** Start of Material for this task **

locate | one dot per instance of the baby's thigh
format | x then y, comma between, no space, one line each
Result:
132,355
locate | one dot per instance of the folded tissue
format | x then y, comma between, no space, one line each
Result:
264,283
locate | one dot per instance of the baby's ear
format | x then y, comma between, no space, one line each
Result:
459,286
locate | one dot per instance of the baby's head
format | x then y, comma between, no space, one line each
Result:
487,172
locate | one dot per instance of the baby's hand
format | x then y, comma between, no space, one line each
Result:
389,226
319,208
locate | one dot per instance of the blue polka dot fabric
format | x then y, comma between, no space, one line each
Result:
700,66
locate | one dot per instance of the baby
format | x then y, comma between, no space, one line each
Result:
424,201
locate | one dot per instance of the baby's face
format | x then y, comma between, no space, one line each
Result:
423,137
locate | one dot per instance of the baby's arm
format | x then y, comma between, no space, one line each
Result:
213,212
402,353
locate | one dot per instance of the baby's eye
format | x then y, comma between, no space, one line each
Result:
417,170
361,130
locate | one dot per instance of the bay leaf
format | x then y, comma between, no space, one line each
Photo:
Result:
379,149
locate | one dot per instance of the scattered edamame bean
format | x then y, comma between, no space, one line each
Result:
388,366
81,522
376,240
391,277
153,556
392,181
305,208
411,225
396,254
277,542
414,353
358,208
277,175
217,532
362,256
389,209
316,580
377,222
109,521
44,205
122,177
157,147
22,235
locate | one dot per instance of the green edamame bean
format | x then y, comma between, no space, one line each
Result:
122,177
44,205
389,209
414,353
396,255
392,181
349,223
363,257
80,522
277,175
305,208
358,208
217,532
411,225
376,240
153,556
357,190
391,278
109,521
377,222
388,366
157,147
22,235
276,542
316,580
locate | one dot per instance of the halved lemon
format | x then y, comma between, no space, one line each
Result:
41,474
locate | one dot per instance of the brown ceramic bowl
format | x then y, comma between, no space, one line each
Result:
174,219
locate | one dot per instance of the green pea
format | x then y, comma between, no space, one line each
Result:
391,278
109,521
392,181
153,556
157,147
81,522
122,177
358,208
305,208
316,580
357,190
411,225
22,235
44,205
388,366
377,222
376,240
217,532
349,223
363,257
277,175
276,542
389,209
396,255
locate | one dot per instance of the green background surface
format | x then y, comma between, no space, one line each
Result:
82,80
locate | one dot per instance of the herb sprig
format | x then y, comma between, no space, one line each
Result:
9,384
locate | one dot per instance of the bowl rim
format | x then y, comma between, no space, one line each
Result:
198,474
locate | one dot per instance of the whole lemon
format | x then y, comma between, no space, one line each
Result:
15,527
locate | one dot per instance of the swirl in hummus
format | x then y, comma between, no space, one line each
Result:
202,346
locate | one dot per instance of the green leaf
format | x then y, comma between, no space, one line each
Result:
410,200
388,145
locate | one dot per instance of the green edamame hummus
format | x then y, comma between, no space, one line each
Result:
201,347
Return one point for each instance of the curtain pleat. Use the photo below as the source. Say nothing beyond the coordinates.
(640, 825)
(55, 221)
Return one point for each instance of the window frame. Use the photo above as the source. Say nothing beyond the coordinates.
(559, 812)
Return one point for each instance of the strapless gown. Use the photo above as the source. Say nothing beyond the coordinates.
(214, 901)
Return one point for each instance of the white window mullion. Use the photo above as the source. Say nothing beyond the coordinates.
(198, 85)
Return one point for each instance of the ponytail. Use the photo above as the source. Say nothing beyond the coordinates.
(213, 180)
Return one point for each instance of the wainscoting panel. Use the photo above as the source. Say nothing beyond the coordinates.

** End of Material for this task **

**What is expected:**
Please rewrite the records above from the line with "Return one point for each instance of the strapless" through the end of the records, replacing "coordinates" with "x,y values" and leaving everything else unchanged.

**Written solution:**
Return one point for each instance of the strapless gown. Use the photo above as the source. Say nothing beyond the x,y values.
(214, 901)
Return one point for each instance of the white window mullion. Use the photo above as the source. Say nothing beyond the x,y values.
(198, 85)
Return one point for each instance of the ponytail. Use the photo above as the source. Say nothing beyond the x,y values.
(213, 180)
Return one point for each instance of the wainscoting panel. Use the photo above as the source. Say nothing beyond the x,y values.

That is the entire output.